--- START PAGE EXCERPT ---

So here I am, at 5:07 PM PDT on Friday, September 9th, 35 days after the
Envoy failure and 16 days after my first service call to Spruce, with a
system that still hasn’t been repaired. I have no idea when it will be
repaired and I have no confidence that the people at Spruce with whom
I’m supposed to be working have any interest at all in solving my
problem. It’s a rare day when I get a return call from Kerry (or anyone
else) and I now have exactly zero confidence that the next 16 years of
our relationship in maintaining our system will be civil, much less with
any hope of smooth or simple.

--- END PAGE EXCERPT ---

__TASK INSTRUCTIONS__.
A) For each statement, say yes or no to whether it agrees with the Envoy repair passage, and quote the words from it that decide the answer: (i) The Envoy failed 35 days before the time given. (ii) The first service call to Spruce came 35 days before the time given. (iii) The writer expects the next 16 years of dealing with Spruce to be smooth.
B) Pick up the Envoy repair passage after its last sentence and carry it on.

--- START RAW DATA ---

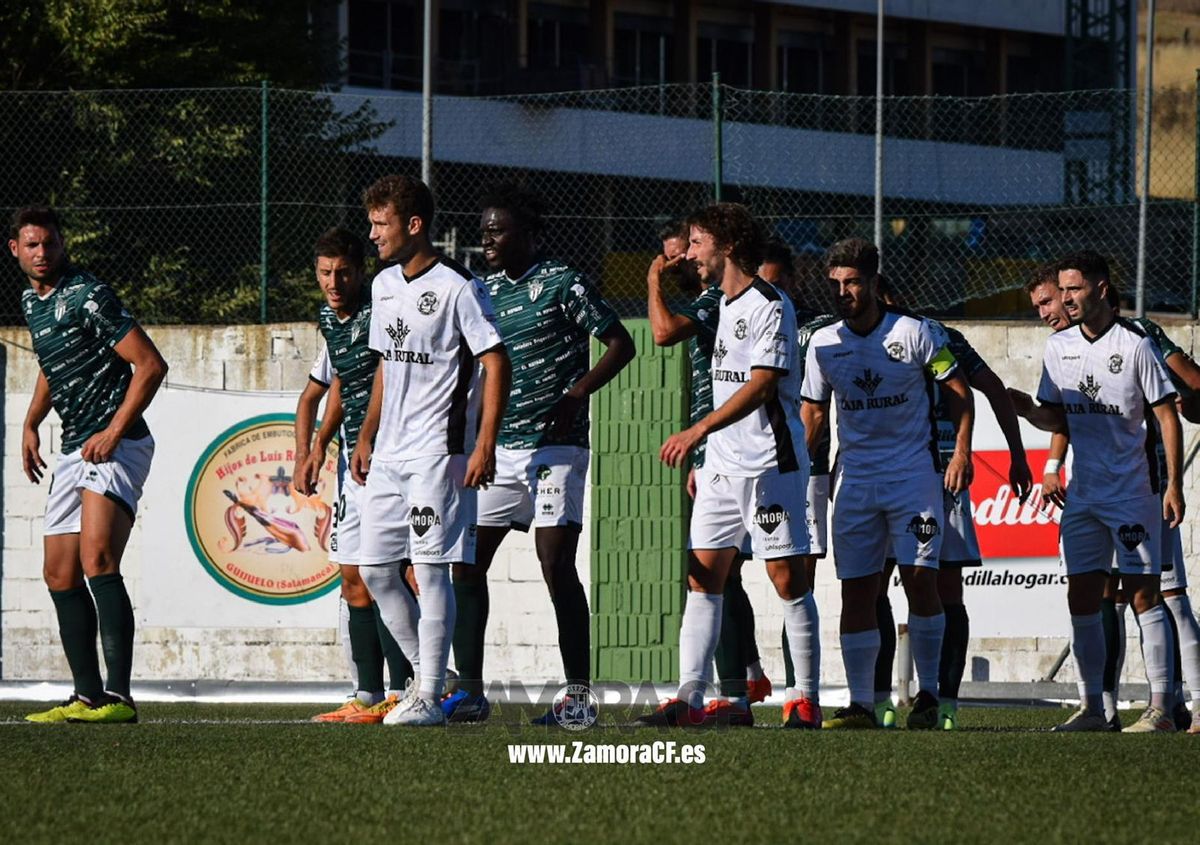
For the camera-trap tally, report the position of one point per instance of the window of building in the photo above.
(641, 49)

--- END RAW DATA ---

__EXPECTED RESULTS__.
A)
(i) Yes: "35 days after the Envoy failure"
(ii) No: "16 days after my first service call to Spruce"
(iii) No: "I now have exactly zero confidence that the next 16 years of our relationship in maintaining our system will be civil, much less with any hope of smooth or simple"

B)
When you started (or took over) Spruce Finance, with the intent to
further the usage of solar electricity generation on mass scale, was
this the level of customer service you envisioned? Is this how you train
your service department? Please do not tell me that this is an anomaly
and that “we’ve never had that problem before”. Every time I hear that
canard from a vendor (and I rarely hear it from vendors, because most do
a pretty reasonable job of servicing their customers), I know that
they’re completely full of it.
How do we move on from here and what is your plan to rebuild this
relationship (and get my system working in the quickest and most
efficacious manner possible)?
Sincerely,
Marc
J. Zeitlin
cc:
Steve Olszewski (COO)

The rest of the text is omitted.